● EXCERPT TO READ
-- Start --

Question

A heavy uniform chain lies on horizontal table top. If the coefficient of friction between the chain and the table surface is 0.25 s, then the maximum fraction of the length of the chain that can hang over one edge of the table is

• A. 0.2
• B. 0.25
• C. 0.35
• D. 0.15

Answer 1

Answer: (A)

0.2

Answer 2

Let M is the mass of the chain of length L. If y is the maximum length of chain which can hang outside the table without sliding, then for equilibrium of the chain, the weight of hanging part must be balanced by the force of friction on the portion on the table

W=$f_L$......(i)
But from figure
$W=\frac{M}{L}yg$ and $R=W'=\frac{M}{L}(L-y)g$
So that
$f_L=\mu R=\mu\frac{R}{L}(L-y)g$
Substituting these values of W and $f_L$ in eqn.(i),
we get $\mu\frac{M}{L}(L-y)g=\frac{M}{L}yg$
or $\mu(L-y)=y$ or $y=\frac{\mu L}{\mu +1}=\frac{0.25 L}{1.25}=\frac{L}{5}$
or $\frac{y}{L}=\frac{1}{5}=\frac{1}{5}\times100$
$=20\%$

-- End --

● INSTRUCTIONS TO FOLLOW
Could you reproduce the chain-friction thread from "A heavy uniform" up to and including "Answer: (A)", word for word? The lines after this have nothing to do with the chain-friction thread.

● DATA ENTRIES
-- Start --

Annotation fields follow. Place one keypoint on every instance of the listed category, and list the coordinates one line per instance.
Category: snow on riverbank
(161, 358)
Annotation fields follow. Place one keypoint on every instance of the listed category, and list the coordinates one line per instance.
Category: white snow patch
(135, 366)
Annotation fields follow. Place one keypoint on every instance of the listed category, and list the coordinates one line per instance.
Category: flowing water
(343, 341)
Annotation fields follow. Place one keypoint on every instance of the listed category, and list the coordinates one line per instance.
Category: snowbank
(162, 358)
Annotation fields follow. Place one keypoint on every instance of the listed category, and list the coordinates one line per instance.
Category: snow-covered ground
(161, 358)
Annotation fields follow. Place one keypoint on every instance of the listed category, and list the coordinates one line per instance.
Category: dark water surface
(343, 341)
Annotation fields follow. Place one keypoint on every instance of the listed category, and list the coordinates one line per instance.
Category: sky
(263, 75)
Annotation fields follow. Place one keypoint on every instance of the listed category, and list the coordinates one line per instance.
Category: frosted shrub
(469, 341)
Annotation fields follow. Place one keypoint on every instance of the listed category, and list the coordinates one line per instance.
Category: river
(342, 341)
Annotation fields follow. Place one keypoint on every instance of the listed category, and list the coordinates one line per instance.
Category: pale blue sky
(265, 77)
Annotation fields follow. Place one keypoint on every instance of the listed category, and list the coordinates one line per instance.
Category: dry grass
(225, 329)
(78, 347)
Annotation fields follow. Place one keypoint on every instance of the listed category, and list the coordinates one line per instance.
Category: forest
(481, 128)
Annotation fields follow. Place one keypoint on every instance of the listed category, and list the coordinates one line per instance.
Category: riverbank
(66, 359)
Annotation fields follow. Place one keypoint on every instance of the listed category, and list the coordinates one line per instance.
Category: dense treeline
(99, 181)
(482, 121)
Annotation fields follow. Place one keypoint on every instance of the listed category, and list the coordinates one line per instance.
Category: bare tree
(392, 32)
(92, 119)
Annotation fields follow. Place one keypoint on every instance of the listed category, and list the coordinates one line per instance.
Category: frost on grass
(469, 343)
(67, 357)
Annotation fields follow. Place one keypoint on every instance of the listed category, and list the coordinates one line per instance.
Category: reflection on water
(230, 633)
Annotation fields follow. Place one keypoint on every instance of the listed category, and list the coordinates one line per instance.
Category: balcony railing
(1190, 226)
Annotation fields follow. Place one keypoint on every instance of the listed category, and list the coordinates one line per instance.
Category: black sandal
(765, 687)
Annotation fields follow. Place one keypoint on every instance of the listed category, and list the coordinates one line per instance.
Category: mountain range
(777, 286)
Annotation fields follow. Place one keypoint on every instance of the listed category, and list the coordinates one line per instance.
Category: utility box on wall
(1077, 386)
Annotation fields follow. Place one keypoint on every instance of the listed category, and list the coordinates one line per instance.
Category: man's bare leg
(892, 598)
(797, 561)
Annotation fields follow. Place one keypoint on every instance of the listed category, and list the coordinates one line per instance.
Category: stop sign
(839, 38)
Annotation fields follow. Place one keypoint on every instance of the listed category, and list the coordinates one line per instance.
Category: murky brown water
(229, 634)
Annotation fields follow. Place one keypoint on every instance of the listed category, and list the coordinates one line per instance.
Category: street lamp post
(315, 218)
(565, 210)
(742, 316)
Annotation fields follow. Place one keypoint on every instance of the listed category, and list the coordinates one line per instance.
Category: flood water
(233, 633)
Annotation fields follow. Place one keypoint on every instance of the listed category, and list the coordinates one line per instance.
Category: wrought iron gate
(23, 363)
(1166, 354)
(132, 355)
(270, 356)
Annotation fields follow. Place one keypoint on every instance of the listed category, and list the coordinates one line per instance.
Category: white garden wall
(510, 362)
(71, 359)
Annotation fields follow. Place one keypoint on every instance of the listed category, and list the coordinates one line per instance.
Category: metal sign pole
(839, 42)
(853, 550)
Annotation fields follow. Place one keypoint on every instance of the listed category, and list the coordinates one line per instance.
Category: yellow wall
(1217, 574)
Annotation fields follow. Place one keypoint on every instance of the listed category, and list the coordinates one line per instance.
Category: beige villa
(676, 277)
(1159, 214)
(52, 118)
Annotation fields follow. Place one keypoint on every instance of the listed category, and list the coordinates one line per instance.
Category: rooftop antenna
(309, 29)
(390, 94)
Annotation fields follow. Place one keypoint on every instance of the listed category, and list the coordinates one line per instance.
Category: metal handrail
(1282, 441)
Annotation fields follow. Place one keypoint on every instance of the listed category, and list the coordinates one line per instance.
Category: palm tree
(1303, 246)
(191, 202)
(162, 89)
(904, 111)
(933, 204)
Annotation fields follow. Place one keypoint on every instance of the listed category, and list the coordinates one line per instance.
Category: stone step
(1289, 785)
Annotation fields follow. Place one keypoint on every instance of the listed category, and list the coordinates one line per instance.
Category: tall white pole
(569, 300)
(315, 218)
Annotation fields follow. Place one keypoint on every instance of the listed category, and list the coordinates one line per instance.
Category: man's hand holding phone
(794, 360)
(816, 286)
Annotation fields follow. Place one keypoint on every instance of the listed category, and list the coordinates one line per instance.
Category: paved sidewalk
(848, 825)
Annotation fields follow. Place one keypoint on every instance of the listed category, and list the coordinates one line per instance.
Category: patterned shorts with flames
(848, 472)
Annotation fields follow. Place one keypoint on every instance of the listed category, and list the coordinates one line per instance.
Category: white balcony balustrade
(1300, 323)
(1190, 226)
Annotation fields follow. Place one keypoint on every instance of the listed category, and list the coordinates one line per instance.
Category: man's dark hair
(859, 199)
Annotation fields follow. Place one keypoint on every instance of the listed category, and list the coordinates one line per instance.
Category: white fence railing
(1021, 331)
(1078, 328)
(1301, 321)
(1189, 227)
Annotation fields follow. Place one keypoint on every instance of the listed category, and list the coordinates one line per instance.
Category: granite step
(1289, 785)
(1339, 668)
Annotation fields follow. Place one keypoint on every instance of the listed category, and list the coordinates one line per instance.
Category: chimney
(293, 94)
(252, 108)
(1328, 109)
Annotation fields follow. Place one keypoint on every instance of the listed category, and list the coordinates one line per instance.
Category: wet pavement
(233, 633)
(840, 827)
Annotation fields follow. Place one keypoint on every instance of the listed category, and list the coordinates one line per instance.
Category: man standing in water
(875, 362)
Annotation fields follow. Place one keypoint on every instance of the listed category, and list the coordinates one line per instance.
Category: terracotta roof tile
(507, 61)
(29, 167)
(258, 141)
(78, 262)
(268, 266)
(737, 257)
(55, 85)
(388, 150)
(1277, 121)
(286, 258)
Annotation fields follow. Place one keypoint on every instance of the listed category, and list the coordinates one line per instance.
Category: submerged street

-- End --

● SOLUTION FOR THIS EXERCISE
A heavy uniform chain lies on horizontal table top. If the coefficient of friction between the chain and the table surface is 0.25 s, then the maximum fraction of the length of the chain that can hang over one edge of the table is

• A. 0.2
• B. 0.25
• C. 0.35
• D. 0.15

Answer 1

Answer: (A)